## Stored data

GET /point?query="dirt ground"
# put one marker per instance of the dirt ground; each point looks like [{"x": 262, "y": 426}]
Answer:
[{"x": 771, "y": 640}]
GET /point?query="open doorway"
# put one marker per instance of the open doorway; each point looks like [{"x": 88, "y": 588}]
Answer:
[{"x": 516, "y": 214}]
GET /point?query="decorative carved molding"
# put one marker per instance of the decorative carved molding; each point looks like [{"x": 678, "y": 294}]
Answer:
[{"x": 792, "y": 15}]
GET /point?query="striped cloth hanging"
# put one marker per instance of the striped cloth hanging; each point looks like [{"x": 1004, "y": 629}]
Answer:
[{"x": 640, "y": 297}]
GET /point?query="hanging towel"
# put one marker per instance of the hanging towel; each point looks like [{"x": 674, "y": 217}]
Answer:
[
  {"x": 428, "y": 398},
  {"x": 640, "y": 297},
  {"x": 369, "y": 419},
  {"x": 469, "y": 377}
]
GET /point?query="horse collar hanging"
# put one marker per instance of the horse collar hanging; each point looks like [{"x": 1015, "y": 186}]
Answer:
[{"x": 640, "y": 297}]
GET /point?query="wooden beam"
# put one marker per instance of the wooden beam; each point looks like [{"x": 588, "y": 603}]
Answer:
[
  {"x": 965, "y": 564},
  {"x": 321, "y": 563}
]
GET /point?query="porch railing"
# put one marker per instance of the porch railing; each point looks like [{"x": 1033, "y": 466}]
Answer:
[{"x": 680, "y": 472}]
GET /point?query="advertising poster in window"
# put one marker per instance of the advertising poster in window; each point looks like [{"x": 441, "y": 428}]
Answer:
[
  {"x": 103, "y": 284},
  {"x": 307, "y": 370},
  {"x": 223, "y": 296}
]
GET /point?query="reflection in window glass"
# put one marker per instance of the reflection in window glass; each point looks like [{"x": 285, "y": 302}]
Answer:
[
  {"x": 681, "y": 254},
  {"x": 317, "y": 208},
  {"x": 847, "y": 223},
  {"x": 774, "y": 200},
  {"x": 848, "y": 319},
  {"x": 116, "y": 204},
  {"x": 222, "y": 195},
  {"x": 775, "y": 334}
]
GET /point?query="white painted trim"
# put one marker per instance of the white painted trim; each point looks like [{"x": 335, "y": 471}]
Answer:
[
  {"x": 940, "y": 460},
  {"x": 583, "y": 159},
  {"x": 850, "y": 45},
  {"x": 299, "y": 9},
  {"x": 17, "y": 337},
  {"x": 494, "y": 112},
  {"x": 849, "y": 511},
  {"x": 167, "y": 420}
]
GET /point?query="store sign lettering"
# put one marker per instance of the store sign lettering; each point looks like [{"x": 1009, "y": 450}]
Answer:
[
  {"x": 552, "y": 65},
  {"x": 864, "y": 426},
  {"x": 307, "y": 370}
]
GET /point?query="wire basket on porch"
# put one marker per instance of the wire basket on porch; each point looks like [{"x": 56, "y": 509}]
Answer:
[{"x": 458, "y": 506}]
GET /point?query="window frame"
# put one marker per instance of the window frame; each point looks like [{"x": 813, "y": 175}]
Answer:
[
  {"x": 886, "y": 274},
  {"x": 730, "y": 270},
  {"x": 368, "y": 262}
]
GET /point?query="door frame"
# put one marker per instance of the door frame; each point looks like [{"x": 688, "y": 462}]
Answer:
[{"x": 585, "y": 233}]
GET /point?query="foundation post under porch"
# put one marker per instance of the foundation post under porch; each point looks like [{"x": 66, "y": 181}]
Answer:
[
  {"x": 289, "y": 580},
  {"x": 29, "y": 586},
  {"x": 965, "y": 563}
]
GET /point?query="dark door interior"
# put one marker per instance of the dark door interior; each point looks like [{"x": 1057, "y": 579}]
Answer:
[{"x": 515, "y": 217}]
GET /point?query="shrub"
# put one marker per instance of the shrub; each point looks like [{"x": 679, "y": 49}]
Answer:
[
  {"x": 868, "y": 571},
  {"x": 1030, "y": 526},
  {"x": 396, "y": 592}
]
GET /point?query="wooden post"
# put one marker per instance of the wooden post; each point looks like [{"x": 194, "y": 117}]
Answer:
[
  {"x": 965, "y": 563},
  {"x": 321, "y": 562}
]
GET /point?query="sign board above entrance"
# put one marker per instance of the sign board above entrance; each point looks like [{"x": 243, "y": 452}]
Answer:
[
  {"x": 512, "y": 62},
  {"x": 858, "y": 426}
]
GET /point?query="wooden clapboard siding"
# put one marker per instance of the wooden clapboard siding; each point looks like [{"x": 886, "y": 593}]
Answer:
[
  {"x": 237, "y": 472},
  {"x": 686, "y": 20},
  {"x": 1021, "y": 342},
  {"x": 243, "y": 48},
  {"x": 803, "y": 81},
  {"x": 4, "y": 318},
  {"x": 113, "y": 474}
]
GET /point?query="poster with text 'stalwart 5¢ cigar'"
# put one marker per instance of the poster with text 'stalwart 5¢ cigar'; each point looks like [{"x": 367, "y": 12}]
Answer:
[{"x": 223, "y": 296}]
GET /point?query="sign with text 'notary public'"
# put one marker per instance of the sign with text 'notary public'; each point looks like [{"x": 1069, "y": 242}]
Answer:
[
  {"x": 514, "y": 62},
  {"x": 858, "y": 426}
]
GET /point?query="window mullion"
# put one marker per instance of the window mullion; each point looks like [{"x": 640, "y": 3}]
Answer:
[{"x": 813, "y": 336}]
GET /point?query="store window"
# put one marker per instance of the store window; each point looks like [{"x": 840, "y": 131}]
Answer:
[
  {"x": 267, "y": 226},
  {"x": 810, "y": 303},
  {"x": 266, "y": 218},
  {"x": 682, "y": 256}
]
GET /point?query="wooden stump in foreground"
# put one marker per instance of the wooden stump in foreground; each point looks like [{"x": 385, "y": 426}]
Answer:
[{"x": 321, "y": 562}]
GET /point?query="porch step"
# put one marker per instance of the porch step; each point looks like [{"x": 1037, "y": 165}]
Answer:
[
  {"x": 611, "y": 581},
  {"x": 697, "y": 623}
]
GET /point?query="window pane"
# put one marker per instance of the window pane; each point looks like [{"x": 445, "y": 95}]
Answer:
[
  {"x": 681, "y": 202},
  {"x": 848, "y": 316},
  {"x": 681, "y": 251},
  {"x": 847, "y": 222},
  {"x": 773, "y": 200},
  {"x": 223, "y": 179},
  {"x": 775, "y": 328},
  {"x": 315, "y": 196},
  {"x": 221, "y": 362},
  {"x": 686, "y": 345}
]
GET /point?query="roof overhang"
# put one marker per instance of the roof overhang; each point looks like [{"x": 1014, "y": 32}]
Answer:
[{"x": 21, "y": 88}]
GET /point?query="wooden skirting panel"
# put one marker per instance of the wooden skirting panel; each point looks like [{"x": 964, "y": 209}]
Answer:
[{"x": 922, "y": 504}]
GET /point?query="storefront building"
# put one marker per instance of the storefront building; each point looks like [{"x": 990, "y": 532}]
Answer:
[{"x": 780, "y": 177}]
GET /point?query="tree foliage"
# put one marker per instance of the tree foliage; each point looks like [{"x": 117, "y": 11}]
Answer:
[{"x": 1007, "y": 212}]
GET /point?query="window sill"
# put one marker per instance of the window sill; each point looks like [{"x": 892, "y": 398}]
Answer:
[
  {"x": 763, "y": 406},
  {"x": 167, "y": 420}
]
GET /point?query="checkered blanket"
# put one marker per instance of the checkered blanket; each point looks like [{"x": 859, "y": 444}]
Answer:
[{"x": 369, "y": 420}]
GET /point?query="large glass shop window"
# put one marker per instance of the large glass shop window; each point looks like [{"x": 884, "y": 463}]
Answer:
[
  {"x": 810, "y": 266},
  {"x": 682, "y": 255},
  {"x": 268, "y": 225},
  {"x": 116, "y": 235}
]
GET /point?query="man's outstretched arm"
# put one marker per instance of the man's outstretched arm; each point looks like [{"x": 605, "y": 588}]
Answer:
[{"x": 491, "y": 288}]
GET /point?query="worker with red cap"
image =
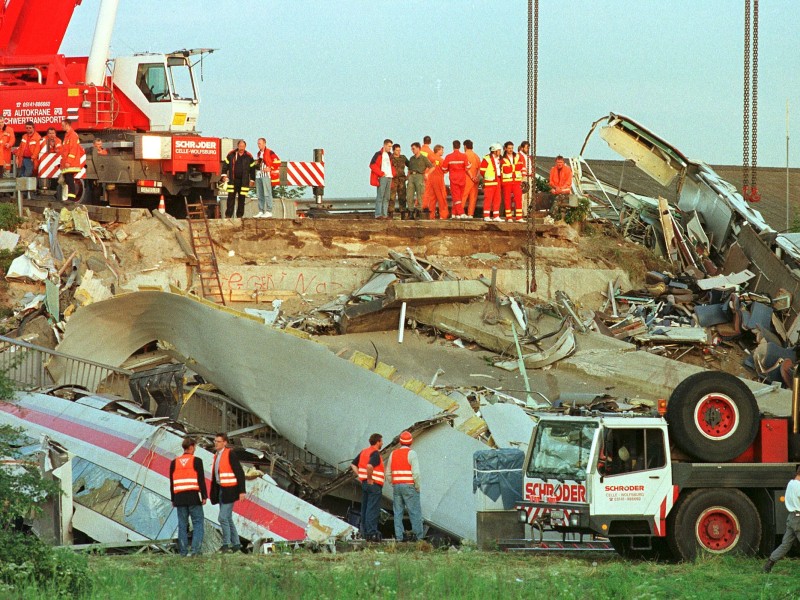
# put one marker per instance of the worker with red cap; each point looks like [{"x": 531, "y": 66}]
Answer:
[{"x": 404, "y": 469}]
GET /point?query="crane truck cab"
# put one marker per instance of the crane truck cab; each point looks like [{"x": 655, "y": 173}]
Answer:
[
  {"x": 162, "y": 86},
  {"x": 646, "y": 482}
]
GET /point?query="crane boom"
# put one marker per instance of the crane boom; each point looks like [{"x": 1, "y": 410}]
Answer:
[{"x": 31, "y": 27}]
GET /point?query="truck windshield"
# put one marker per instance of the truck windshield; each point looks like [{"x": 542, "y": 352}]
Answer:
[
  {"x": 561, "y": 450},
  {"x": 180, "y": 74}
]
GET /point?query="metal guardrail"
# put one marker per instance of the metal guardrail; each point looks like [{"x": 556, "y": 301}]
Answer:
[{"x": 29, "y": 368}]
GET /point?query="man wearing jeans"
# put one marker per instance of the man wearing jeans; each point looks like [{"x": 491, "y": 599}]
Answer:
[
  {"x": 267, "y": 175},
  {"x": 227, "y": 486},
  {"x": 792, "y": 533},
  {"x": 368, "y": 467},
  {"x": 404, "y": 468},
  {"x": 187, "y": 484},
  {"x": 381, "y": 172}
]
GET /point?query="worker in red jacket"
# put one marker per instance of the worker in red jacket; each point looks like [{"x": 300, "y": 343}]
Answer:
[
  {"x": 28, "y": 151},
  {"x": 72, "y": 154},
  {"x": 187, "y": 483},
  {"x": 560, "y": 178},
  {"x": 455, "y": 165},
  {"x": 381, "y": 173},
  {"x": 490, "y": 170},
  {"x": 7, "y": 140}
]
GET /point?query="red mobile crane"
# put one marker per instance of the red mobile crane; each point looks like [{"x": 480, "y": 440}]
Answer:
[{"x": 145, "y": 107}]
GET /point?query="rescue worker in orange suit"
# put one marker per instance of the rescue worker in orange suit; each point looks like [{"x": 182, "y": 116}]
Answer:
[
  {"x": 368, "y": 468},
  {"x": 50, "y": 145},
  {"x": 435, "y": 188},
  {"x": 511, "y": 168},
  {"x": 7, "y": 140},
  {"x": 240, "y": 169},
  {"x": 98, "y": 147},
  {"x": 455, "y": 165},
  {"x": 490, "y": 170},
  {"x": 472, "y": 181},
  {"x": 187, "y": 484},
  {"x": 560, "y": 178},
  {"x": 428, "y": 153},
  {"x": 72, "y": 154},
  {"x": 227, "y": 486},
  {"x": 28, "y": 151},
  {"x": 404, "y": 470},
  {"x": 527, "y": 193}
]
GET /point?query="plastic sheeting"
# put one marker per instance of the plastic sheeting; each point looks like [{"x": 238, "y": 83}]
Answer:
[{"x": 497, "y": 478}]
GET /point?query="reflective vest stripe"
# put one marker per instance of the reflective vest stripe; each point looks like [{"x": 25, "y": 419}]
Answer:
[
  {"x": 363, "y": 461},
  {"x": 184, "y": 477},
  {"x": 401, "y": 467}
]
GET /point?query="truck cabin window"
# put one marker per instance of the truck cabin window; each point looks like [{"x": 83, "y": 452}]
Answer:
[
  {"x": 561, "y": 450},
  {"x": 630, "y": 450},
  {"x": 152, "y": 80},
  {"x": 180, "y": 76}
]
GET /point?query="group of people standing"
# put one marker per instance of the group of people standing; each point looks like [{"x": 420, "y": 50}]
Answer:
[
  {"x": 404, "y": 471},
  {"x": 417, "y": 184},
  {"x": 189, "y": 493},
  {"x": 33, "y": 148},
  {"x": 242, "y": 171}
]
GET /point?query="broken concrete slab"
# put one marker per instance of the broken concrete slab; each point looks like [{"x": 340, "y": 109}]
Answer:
[
  {"x": 357, "y": 402},
  {"x": 415, "y": 293}
]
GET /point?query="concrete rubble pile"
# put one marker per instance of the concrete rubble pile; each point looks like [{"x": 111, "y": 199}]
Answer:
[{"x": 734, "y": 283}]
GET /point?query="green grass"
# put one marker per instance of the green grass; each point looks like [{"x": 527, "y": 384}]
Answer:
[{"x": 438, "y": 574}]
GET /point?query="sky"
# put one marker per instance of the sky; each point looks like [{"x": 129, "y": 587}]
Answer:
[{"x": 345, "y": 74}]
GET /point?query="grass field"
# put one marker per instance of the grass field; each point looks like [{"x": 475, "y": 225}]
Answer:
[{"x": 393, "y": 573}]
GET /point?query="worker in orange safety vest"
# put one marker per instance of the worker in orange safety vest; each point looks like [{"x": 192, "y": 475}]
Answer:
[
  {"x": 7, "y": 140},
  {"x": 435, "y": 189},
  {"x": 72, "y": 154},
  {"x": 512, "y": 166},
  {"x": 28, "y": 151},
  {"x": 368, "y": 468},
  {"x": 227, "y": 486},
  {"x": 490, "y": 170},
  {"x": 187, "y": 482},
  {"x": 404, "y": 469}
]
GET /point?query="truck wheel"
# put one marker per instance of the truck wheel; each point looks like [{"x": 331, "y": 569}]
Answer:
[
  {"x": 659, "y": 550},
  {"x": 718, "y": 521},
  {"x": 713, "y": 417}
]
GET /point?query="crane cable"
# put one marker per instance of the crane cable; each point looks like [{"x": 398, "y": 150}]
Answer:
[
  {"x": 750, "y": 103},
  {"x": 533, "y": 84}
]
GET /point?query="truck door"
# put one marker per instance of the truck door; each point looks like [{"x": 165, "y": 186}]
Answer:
[{"x": 633, "y": 477}]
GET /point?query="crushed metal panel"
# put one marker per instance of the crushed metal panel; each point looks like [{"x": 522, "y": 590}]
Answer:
[
  {"x": 331, "y": 414},
  {"x": 120, "y": 476},
  {"x": 636, "y": 144}
]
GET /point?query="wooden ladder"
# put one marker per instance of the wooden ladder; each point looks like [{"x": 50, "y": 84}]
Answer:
[{"x": 203, "y": 248}]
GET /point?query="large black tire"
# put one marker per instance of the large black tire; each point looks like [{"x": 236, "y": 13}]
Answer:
[
  {"x": 659, "y": 550},
  {"x": 718, "y": 521},
  {"x": 712, "y": 417}
]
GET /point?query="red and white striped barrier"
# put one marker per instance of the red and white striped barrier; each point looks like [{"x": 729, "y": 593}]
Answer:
[
  {"x": 305, "y": 173},
  {"x": 50, "y": 166}
]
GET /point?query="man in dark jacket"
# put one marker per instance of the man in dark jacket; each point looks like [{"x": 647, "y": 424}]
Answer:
[
  {"x": 227, "y": 486},
  {"x": 240, "y": 169},
  {"x": 187, "y": 485}
]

## What the task requires
From the records above, print only the lines between the one holding "# put one marker per instance of the dark" and the one holding "# put one marker per instance of the store window;", inclusive, exactly as they stand.

## Answer to this problem
# put one marker per instance of the dark door interior; each point looks like [{"x": 1057, "y": 579}]
Answer:
[{"x": 515, "y": 217}]
GET /point?query="shrub"
# put one marker per instance of the shrub; each point looks like [{"x": 679, "y": 49}]
Answer:
[
  {"x": 868, "y": 571},
  {"x": 1030, "y": 526},
  {"x": 396, "y": 592}
]
GET /point?query="wooden post"
# put one marker per instance of the wooden post; each point looks like [{"x": 194, "y": 117}]
Answer:
[
  {"x": 965, "y": 563},
  {"x": 321, "y": 562}
]
GET /point?query="sign board above entrance"
# put one marker per instance of the sign board above entrance; each point looks like [{"x": 243, "y": 452}]
Answer:
[
  {"x": 512, "y": 62},
  {"x": 858, "y": 426}
]
GET /point?query="wooden clapboard siding"
# put one marker per instance of the wooden clapboard siding; each point looks like [{"x": 886, "y": 593}]
Answer:
[
  {"x": 237, "y": 472},
  {"x": 686, "y": 20},
  {"x": 1021, "y": 342},
  {"x": 243, "y": 48},
  {"x": 803, "y": 81},
  {"x": 4, "y": 318},
  {"x": 113, "y": 474}
]
GET /point?query="poster with text 'stalwart 5¢ cigar'"
# put one marker per instance of the poster with text 'stalwart 5¢ cigar'; each point looks like [{"x": 367, "y": 12}]
Answer:
[{"x": 223, "y": 296}]
GET /point?query="sign with text 'notary public'"
# put one marker per instance of the sign with text 'notary public'; each point looks like [{"x": 1069, "y": 242}]
Answer:
[
  {"x": 514, "y": 62},
  {"x": 858, "y": 426}
]
GET /point?query="window mullion"
# put one marker per instance of the window mullion; each point looks like [{"x": 640, "y": 3}]
Answer:
[{"x": 813, "y": 336}]
GET /point?query="store window"
# put one marker per instance of the store window; each point looks like [{"x": 840, "y": 131}]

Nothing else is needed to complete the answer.